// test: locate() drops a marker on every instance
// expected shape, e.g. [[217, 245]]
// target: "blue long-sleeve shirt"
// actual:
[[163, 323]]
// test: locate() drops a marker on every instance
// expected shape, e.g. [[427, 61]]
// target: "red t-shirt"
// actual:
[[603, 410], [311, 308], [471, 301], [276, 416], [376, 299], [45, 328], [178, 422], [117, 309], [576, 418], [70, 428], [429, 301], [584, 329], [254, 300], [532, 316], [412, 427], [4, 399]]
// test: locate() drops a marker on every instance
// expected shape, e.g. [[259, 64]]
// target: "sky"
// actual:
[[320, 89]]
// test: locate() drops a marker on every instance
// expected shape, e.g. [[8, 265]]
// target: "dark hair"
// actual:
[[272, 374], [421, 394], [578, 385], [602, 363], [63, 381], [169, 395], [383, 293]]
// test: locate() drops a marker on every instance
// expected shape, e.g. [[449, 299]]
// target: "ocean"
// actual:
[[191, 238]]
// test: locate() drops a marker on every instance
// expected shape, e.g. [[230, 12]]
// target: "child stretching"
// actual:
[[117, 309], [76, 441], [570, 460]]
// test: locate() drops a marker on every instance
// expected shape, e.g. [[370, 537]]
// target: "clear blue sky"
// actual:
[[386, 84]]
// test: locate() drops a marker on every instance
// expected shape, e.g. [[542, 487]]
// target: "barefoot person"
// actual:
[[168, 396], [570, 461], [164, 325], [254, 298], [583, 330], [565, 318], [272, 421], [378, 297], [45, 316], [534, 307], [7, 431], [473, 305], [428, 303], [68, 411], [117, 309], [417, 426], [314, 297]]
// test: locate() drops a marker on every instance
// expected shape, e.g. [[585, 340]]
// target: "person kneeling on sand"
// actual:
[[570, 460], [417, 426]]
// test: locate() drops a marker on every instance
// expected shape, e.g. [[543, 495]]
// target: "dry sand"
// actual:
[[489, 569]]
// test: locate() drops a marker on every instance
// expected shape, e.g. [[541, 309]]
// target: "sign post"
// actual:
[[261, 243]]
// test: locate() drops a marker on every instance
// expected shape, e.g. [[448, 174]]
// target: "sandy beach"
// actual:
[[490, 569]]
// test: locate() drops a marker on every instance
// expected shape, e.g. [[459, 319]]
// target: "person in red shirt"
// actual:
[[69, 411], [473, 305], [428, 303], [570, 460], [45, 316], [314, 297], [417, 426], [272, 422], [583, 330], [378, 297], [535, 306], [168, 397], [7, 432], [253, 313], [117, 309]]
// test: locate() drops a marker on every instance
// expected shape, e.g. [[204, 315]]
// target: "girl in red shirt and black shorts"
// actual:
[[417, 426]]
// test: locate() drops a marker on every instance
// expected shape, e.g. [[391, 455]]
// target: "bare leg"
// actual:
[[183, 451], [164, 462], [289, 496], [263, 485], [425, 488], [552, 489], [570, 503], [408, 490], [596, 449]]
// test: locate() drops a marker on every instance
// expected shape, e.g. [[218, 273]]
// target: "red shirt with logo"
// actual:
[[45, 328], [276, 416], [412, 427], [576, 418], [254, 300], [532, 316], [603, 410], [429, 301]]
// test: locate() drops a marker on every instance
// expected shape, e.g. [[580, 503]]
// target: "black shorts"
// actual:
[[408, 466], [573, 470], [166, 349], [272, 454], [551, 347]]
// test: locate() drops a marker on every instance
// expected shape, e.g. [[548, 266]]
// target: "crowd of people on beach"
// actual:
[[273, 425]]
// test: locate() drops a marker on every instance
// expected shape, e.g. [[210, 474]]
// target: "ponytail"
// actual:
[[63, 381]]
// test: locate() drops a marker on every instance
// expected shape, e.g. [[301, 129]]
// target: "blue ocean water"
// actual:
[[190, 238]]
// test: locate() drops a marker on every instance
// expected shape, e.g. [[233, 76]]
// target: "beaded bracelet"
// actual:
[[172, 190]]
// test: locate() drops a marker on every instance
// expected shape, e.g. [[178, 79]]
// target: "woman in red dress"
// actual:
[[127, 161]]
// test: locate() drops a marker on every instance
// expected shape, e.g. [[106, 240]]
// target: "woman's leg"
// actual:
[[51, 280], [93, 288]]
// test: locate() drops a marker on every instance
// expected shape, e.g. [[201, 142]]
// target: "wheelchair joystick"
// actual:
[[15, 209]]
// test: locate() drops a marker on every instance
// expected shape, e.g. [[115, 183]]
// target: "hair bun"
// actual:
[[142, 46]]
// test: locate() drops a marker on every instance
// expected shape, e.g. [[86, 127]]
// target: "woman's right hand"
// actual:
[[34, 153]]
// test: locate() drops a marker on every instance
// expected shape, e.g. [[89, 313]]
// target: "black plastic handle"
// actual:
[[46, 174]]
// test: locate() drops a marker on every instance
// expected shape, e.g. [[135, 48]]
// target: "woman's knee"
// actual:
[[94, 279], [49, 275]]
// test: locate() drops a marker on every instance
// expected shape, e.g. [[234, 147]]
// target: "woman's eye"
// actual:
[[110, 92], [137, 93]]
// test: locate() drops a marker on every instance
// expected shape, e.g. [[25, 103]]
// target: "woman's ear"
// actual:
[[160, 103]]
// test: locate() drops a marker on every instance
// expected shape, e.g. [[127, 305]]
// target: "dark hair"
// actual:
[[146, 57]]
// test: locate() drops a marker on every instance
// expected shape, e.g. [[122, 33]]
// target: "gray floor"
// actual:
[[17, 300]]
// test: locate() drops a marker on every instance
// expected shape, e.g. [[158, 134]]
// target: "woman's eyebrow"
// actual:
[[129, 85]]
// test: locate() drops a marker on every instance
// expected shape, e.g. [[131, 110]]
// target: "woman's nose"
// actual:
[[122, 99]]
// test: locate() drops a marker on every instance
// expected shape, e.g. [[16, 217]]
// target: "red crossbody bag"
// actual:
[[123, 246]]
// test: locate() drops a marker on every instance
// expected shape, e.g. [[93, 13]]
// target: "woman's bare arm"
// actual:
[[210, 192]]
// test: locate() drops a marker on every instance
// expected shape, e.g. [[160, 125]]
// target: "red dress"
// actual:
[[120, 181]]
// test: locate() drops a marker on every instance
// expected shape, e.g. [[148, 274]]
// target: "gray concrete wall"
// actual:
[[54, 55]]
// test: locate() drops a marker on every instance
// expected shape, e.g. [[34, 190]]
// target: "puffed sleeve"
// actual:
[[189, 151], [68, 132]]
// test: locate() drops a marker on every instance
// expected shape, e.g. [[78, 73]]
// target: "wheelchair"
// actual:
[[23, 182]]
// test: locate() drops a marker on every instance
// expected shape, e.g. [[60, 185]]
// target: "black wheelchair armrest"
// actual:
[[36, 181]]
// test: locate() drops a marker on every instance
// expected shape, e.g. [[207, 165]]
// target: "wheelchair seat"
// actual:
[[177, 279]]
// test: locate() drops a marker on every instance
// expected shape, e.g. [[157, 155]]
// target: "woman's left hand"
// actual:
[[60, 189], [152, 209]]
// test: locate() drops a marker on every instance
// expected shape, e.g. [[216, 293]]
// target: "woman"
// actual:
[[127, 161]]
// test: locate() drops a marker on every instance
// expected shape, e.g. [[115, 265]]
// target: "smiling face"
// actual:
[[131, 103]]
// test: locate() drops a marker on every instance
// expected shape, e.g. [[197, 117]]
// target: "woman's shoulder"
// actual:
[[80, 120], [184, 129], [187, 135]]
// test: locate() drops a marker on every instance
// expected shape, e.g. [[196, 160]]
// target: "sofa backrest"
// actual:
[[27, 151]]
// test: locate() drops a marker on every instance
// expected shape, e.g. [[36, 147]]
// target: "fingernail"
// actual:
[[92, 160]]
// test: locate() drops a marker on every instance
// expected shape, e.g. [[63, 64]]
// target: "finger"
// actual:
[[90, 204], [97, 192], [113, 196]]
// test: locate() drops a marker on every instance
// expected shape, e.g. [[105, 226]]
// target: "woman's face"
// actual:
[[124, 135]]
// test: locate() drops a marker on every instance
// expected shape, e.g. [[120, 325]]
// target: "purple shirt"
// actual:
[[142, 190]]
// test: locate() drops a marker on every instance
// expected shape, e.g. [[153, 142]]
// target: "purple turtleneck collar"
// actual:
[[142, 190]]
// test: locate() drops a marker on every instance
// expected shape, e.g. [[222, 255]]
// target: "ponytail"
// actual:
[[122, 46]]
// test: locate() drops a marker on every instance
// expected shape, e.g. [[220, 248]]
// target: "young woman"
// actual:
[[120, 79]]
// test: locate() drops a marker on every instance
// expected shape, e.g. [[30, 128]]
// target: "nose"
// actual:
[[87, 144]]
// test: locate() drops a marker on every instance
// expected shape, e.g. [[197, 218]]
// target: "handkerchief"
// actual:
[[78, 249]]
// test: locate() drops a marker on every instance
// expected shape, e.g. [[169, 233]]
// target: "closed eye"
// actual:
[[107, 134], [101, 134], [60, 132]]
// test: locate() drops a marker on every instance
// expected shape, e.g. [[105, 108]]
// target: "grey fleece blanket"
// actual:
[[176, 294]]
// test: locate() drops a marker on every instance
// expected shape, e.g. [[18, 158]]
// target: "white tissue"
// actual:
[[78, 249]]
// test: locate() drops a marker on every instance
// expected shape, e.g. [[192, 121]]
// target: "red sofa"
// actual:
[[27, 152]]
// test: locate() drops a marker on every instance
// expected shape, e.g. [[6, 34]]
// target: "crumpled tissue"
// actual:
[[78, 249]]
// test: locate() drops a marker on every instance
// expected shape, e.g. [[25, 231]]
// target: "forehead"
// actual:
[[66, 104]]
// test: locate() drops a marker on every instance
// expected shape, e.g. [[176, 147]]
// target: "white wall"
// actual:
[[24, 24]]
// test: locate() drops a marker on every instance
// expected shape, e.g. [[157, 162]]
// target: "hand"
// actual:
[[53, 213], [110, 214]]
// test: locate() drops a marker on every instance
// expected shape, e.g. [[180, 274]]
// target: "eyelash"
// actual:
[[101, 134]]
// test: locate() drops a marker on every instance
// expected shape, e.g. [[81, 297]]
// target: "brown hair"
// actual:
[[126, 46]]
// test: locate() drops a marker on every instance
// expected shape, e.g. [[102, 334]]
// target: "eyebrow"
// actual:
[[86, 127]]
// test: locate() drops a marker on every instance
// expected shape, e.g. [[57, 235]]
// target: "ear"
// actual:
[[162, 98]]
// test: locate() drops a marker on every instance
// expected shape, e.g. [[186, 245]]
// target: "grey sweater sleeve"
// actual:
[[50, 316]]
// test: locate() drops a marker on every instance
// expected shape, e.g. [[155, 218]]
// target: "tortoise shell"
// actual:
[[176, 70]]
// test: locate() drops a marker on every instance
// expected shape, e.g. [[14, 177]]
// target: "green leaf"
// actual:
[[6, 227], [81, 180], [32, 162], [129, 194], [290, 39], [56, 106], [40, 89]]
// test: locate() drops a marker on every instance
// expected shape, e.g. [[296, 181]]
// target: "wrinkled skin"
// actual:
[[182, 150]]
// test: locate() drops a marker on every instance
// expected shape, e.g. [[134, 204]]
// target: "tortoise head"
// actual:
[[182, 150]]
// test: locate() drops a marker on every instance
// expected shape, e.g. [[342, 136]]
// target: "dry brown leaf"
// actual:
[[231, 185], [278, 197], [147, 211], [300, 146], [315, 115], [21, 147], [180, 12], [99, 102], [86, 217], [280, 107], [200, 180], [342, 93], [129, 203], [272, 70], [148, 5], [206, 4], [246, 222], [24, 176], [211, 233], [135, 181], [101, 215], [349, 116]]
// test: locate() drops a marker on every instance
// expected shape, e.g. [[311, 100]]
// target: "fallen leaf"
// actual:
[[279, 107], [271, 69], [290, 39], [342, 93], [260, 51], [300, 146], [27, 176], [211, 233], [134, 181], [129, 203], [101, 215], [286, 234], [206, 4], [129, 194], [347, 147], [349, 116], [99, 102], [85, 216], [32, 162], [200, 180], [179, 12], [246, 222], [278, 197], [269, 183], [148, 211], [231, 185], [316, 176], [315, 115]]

──────────

- **Exercise aim**:
Scan the data above for the word "face" and report every line where it is found.

- **Output below**:
// target: "smiling face"
// target: "woman's face"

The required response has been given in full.